*Source excerpt*.
——————————
Be "Inconsistent" in Order to Strengthen
Whining:
Once you have gone to all the effort to teach your child to
whine in a loud and obnoxious manner, you will want to make sure that the child
never loses this new skill. The best way to accomplish this is to be
INCONSISTENT.
On some occasions, don’t give in to your child no matter how
loud and obnoxious she becomes. Then, on other occasions, give in as soon as she
gets loud and obnoxious. Since your child will never know whether you are going
to "give in" or not, you will keep her guessing and she will more likely to keep
trying to use the obnoxious whining skill that you have so carefully trained her
to perform.
The technique you are utilizing is called
INTERMITTENT REINFORCEMENT. You let the child win
"every once in a while," and this will almost guarantee that the child’s whining
behavior is never completely EXTINGUISHED (or "eliminated"). The technique is
similar to that used in the lottery.
Most people keep coming back and playing the lottery because
they win "every once in a while." On some occasions, they don’t win at all. On
other occasions, they win a little bit of money. On rare occasions, they WIN
BIG! Most people keep playing in hopes of winning big. In a similar fashion,
your child will keep whining in hopes that you will eventually "give in" to her
requests and she will WIN BIG!
By the way, you can often use friends, relatives, or other
caretakers to help you train loud and obnoxious whining. Try to make sure that
they also "give in" to the child’s whining and that they know how to ignore the
child or argue with the child and wait for loud and obnoxious whining before
"giving in." Also, make sure that they know how to be inconsistent so that they
keep the child "guessing" so that she doesn’t know whether she will be rewarded
or not.
Use "Undermining" to Strengthen Whining:
A final technique, and one that is even more advanced, is to
argue in front of the child with another adult regarding the training techniques
you are using. We will call this technique UNDERMINING.
For example, if your partner is too consistent and
uncompromising with your child, try very hard to argue in front of the child
about what should be done. That way you can undermine the efforts of the other
person who may be trying to reduce or eliminate the loud and obnoxious whining
that you have so carefully trained your child to perform.
——————————
*What is expected*. Write out, word for word, the part of the passage on whining that runs from "The technique you" to "will WIN BIG!".
——————————
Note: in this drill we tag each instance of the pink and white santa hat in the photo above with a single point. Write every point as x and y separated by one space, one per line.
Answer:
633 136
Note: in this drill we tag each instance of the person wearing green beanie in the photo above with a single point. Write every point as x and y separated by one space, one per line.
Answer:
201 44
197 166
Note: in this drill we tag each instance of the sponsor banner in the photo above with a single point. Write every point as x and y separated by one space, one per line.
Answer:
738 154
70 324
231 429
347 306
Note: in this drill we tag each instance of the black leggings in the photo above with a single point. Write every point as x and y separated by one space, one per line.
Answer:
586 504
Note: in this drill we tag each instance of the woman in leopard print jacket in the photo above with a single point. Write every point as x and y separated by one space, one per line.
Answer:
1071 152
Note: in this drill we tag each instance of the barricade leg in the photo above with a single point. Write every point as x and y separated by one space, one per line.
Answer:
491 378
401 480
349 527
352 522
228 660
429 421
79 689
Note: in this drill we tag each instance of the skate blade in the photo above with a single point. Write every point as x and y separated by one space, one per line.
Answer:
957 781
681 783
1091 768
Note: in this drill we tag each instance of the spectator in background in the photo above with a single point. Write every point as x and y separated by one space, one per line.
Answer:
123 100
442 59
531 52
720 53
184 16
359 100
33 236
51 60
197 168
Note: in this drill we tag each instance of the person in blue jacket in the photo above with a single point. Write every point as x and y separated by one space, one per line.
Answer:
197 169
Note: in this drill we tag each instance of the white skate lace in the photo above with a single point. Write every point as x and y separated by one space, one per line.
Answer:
——————————
*The reply*.
The technique you are utilizing is called
INTERMITTENT REINFORCEMENT. You let the child win
"every once in a while," and this will almost guarantee that the child’s whining
behavior is never completely EXTINGUISHED (or "eliminated"). The technique is
similar to that used in the lottery.
Most people keep coming back and playing the lottery because
they win "every once in a while." On some occasions, they don’t win at all. On
other occasions, they win a little bit of money. On rare occasions, they WIN
BIG! Most people keep playing in hopes of winning big. In a similar fashion,
your child will keep whining in hopes that you will eventually "give in" to her
requests and she will WIN BIG!